### WHAT THE TASK REQUIRES:
Rewrite the lines below, replacing every "sunlight glare" with "window reflection" and leaving everything else unchanged. Leave out the pictures.

### SUPPLIED RECORDS:
↓

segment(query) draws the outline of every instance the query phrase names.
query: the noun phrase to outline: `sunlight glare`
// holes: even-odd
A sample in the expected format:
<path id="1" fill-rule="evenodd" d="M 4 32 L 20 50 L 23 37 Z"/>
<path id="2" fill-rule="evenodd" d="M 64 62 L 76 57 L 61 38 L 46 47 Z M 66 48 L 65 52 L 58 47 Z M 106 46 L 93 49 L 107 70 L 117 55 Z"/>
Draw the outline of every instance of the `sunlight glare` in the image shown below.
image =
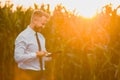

↑

### OUTPUT OF THE EXERCISE:
segment(query) draws the outline of every instance the query phrase names.
query: the noun phrase to outline: `window reflection`
// holes: even-odd
A sample in the expected format:
<path id="1" fill-rule="evenodd" d="M 4 32 L 20 50 L 23 37 Z"/>
<path id="2" fill-rule="evenodd" d="M 64 62 L 76 57 L 61 38 L 46 47 Z M 66 48 L 65 52 L 58 47 Z M 106 46 L 93 49 L 107 70 L 117 55 Z"/>
Draw the outline of every instance of the `window reflection` in the image shown below.
image =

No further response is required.